**Study text:**
----------------------------------------
Swedish theologian (1913–2008)

Ernst Harald Riesenfeld (8 February 1913 – 9 July 2008) was a Swedish theologian and Bible scholar, best known for his exegesis of the New Testament.

== Biography ==
Riesenfeld was born in Freiburg im Breisgau, Germany, to Ernst Riesenfeld and Johanna (Hanna) née Johansson; his family moved back to Sweden when he was a child. He later studied at Uppsala University and after receiving his master's degree in philosophy began to study theology. From 1942 to 1945, he was head of the Uppsala Student Union. After receiving his doctorate in 1947, he became a docent in New Testament exegesis with his dissertation Jésus transfiguré. He then began to preach in Loka, Örebro County. He reached the rank of captain in the I 13 Dalarna Regiment in 1952 after having been made an officer in 1941. In 1953, Riesenfeld became professor of New Testament exegesis at Uppsala University, a post he held until 1979. From 1955 to 1959 he was dean of the faculty of theology there, and in 1979 became acting professor of exegesis at the University of Tübingen.
----------------------------------------
**What is required:** Repeat the passage about Ernst Riesenfeld in full, word for word. The lines after this come from a different source.
----------------------------------------
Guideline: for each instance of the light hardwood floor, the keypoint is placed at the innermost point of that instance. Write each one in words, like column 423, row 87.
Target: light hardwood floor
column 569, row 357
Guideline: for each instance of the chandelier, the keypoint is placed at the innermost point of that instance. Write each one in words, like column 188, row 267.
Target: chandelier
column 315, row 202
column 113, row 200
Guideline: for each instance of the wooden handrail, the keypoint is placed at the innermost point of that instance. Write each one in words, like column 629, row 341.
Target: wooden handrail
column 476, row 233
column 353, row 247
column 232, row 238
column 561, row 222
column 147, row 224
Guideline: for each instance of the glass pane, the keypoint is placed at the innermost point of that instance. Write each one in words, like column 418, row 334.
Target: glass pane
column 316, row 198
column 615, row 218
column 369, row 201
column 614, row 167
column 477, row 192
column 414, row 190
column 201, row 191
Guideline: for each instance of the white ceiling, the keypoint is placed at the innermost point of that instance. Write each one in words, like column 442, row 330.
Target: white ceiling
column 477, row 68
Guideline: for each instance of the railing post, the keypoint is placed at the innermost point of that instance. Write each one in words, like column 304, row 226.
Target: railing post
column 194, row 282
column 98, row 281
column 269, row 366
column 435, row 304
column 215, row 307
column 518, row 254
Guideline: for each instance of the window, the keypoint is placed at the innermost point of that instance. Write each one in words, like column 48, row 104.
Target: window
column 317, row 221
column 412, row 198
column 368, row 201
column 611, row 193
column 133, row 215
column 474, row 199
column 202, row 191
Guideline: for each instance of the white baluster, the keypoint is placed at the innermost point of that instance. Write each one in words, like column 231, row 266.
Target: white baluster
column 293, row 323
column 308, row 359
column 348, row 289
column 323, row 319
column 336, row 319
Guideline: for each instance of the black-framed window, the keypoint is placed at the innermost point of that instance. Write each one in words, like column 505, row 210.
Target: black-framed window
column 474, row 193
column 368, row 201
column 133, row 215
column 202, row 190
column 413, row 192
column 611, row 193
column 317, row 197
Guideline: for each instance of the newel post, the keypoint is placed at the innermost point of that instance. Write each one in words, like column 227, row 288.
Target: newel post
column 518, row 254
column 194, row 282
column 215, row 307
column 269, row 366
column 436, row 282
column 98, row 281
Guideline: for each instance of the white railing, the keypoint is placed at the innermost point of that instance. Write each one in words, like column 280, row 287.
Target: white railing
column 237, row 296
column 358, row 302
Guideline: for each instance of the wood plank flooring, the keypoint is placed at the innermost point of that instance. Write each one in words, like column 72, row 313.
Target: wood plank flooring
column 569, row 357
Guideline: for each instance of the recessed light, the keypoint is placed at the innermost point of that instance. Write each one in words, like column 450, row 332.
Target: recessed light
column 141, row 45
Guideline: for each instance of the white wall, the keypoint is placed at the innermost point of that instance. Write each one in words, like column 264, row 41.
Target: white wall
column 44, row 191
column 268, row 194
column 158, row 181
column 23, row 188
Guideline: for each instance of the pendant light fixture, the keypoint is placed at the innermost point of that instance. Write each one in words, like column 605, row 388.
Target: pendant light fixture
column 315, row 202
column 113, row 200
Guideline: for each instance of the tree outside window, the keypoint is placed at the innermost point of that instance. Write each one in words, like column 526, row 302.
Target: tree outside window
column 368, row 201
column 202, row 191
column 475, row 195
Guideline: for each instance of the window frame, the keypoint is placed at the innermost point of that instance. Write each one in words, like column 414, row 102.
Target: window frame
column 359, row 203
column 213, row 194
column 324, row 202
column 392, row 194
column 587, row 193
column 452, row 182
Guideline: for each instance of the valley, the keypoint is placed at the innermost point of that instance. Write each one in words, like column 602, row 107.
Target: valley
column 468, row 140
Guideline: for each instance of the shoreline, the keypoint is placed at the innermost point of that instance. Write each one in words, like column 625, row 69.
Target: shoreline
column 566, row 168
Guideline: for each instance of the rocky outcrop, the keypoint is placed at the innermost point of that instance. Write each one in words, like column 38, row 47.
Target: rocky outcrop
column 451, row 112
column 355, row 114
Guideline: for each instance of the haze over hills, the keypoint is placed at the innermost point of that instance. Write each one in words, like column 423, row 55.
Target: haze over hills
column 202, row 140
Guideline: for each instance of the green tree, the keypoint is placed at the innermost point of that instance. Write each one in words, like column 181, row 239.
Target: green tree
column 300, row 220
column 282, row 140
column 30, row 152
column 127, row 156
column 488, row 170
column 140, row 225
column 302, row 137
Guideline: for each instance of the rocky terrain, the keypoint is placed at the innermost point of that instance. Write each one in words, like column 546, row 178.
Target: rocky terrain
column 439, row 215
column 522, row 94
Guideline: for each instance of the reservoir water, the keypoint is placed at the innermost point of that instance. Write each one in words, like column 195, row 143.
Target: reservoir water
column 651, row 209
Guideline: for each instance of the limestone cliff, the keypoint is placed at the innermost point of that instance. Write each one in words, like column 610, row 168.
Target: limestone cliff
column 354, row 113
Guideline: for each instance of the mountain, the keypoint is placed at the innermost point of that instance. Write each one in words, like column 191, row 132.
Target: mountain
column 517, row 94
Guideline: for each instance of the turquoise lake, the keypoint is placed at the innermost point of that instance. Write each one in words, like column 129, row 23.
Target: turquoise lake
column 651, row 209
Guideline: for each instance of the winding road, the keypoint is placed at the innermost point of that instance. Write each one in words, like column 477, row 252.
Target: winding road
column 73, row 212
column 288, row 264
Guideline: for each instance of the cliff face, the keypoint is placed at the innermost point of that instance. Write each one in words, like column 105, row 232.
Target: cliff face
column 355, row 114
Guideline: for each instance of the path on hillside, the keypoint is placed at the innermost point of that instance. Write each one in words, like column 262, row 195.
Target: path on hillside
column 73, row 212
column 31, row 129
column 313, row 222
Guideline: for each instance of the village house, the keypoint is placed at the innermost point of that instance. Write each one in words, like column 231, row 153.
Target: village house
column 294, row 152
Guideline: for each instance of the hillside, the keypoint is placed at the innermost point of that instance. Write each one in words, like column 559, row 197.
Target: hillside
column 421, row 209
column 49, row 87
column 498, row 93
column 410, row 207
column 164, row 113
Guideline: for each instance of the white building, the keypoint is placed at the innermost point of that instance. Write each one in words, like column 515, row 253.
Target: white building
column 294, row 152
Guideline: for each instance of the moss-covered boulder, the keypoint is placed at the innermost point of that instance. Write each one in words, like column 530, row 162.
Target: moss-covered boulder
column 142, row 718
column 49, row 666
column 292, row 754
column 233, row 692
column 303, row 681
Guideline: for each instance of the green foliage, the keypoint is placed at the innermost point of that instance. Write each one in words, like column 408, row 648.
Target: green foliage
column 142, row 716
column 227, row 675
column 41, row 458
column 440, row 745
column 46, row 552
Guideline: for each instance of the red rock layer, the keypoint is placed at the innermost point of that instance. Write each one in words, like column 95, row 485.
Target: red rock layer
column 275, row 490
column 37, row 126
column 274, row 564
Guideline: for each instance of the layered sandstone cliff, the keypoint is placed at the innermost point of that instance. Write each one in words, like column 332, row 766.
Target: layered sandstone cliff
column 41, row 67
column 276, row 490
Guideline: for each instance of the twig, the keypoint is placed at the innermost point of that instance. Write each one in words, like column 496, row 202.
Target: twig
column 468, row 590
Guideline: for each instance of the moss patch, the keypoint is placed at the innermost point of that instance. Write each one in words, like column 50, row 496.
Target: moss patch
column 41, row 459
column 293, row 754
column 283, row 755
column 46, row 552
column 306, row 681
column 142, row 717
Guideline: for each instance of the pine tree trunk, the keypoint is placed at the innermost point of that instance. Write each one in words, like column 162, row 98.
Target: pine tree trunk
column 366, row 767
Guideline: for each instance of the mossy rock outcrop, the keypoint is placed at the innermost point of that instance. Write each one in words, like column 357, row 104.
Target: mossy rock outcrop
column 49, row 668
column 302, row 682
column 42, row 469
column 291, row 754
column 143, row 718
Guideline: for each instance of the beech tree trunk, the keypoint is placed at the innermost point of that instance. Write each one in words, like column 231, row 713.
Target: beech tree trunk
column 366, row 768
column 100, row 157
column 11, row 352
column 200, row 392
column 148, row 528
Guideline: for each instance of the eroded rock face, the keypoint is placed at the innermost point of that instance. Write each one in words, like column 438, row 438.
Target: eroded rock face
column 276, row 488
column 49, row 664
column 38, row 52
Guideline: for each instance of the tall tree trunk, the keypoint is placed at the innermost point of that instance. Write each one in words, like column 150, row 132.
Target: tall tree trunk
----------------------------------------
**Output of the exercise:**
Swedish theologian (1913–2008)

Ernst Harald Riesenfeld (8 February 1913 – 9 July 2008) was a Swedish theologian and Bible scholar, best known for his exegesis of the New Testament.

== Biography ==
Riesenfeld was born in Freiburg im Breisgau, Germany, to Ernst Riesenfeld and Johanna (Hanna) née Johansson; his family moved back to Sweden when he was a child. He later studied at Uppsala University and after receiving his master's degree in philosophy began to study theology. From 1942 to 1945, he was head of the Uppsala Student Union. After receiving his doctorate in 1947, he became a docent in New Testament exegesis with his dissertation Jésus transfiguré. He then began to preach in Loka, Örebro County. He reached the rank of captain in the I 13 Dalarna Regiment in 1952 after having been made an officer in 1941. In 1953, Riesenfeld became professor of New Testament exegesis at Uppsala University, a post he held until 1979. From 1955 to 1959 he was dean of the faculty of theology there, and in 1979 became acting professor of exegesis at the University of Tübingen.